» **TEXT EXCERPT**:
** BEGIN **
Lessons from CrowdStrike update failure: Make sure your incident recovery plan is ready – Howard Solomon Reports

Share post:

Last month’s global failure of a CrowdStrike update shows the importance of network visibility and being prepared for the collapse of critical IT systems, says an expert.

“It was definitely a significant event, and when any of those events happen it really is about enacting your major incident response procedures,” Denis Villeneuve, cybersecurity and resilience practice leader at Kyndryl Canada said in an interview.

“These things happen,” he said, referring to the July 19 distribution of a flawed CrowdStrike Falcon content configuration update that caused an estimated 8.5 million Windows servers and desktops of Falcon customers to crash.

In a report CrowdStrike said blamed the crashes on a failure to validate the number of fields in an update template.
** END **
» **DATA SUPPLIED**:
** BEGIN **
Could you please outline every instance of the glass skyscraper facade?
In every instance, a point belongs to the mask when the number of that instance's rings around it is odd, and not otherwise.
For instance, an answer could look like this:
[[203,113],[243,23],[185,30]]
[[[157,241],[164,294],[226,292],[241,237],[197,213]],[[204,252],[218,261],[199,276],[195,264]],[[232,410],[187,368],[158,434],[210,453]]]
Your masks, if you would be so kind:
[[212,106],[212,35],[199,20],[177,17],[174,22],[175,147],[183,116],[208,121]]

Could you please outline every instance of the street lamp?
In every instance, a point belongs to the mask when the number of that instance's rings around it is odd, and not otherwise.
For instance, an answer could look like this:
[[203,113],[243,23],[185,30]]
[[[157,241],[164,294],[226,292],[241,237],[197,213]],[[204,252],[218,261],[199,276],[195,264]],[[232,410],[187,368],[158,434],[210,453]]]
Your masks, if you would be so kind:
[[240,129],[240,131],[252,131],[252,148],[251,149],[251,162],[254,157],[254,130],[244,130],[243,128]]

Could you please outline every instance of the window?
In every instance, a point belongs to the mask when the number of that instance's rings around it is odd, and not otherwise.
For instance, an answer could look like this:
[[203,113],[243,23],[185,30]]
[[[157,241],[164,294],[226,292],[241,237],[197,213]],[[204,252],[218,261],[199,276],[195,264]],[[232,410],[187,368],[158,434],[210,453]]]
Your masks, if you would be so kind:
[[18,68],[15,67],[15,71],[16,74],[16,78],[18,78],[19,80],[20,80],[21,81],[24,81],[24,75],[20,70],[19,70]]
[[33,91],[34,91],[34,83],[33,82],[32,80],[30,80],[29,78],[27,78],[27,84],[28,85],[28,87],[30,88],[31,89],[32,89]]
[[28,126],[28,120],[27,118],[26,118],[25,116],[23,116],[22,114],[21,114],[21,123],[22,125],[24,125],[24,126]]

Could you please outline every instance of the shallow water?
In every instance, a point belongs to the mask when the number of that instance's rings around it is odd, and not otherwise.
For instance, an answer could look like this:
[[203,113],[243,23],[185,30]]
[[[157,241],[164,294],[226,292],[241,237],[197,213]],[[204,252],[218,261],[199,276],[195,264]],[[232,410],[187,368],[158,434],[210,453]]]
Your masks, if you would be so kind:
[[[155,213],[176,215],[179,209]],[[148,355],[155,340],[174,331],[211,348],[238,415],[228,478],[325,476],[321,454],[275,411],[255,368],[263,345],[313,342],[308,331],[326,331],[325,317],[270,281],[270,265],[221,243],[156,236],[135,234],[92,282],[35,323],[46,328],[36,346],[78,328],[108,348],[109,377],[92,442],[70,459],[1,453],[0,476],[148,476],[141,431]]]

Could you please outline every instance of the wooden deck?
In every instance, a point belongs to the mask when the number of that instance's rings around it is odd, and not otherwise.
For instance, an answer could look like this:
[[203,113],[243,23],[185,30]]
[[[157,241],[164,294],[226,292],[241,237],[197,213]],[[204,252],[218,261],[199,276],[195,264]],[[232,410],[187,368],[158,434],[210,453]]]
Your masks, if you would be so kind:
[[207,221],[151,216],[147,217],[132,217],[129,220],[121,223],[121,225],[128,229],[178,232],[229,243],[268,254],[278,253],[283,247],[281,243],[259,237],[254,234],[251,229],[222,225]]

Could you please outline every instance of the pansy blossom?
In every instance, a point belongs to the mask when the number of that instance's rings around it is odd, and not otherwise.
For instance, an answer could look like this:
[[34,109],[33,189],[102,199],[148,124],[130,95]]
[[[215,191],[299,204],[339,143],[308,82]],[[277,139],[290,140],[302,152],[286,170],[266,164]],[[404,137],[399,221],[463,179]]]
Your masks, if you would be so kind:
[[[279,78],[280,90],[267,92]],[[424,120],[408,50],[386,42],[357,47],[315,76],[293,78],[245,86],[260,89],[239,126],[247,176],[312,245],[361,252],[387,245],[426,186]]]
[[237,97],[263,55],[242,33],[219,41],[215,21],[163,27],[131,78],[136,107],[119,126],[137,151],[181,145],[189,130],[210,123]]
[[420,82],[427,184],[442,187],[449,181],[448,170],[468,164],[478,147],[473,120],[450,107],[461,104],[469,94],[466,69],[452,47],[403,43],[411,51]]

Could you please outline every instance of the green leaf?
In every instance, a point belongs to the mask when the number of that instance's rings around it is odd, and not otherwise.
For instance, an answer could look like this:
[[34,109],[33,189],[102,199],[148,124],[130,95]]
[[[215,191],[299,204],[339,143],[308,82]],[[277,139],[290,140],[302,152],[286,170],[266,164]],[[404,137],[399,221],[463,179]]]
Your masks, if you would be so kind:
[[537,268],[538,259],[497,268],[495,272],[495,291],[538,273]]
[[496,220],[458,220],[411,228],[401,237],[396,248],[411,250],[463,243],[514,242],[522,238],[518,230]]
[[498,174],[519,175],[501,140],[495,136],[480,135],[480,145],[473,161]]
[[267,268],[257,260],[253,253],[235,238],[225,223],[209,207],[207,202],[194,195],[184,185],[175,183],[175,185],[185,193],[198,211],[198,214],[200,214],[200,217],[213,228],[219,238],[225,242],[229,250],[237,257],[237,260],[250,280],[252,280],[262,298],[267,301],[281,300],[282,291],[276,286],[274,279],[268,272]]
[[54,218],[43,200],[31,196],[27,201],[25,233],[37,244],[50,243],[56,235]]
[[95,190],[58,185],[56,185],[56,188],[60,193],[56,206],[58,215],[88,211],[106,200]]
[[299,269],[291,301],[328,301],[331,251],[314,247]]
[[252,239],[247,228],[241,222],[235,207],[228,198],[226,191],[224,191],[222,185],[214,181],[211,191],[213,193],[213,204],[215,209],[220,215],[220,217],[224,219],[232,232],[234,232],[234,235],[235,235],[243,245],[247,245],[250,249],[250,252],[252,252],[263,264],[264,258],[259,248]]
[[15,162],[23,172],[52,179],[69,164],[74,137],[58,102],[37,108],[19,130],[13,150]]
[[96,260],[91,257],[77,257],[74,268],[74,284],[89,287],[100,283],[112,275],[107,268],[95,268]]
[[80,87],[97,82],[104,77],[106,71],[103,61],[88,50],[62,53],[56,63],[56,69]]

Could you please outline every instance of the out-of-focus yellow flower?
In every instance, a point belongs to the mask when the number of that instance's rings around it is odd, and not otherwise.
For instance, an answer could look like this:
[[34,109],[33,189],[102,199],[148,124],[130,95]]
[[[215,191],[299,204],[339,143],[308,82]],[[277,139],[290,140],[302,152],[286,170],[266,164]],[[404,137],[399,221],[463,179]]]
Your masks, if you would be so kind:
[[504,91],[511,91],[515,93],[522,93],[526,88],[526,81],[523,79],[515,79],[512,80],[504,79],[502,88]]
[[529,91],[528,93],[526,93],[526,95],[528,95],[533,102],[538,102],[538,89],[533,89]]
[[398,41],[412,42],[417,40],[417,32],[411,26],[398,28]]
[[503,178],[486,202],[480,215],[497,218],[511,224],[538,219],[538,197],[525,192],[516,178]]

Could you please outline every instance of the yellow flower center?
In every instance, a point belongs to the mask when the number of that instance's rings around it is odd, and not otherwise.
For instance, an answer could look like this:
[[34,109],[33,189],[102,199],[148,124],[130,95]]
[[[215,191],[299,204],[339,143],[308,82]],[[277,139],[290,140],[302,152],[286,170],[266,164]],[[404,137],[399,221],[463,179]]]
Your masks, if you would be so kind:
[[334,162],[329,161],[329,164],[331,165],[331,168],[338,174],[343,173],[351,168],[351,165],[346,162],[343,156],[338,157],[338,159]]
** END **
» **LIST OF TASKS**:
[1] For each statement below, say whether it agrees with the CrowdStrike article. Answer yes or no and quote the deciding words. (a) The flawed update was distributed on July 19. (b) About 8.5 million Linux machines crashed. (c) Denis Villeneuve works at Kyndryl Canada.
[2] In the CrowdStrike article, what does Villeneuve say a significant event is really about?
Answer from the text alone, not from the items.

» **COMPLETED EXERCISE**:
[1]
(a) Yes: "the July 19 distribution of a flawed CrowdStrike Falcon content configuration update"
(b) No: "8.5 million Windows servers and desktops"
(c) Yes: "cybersecurity and resilience practice leader at Kyndryl Canada"

[2] Enacting your major incident response procedures.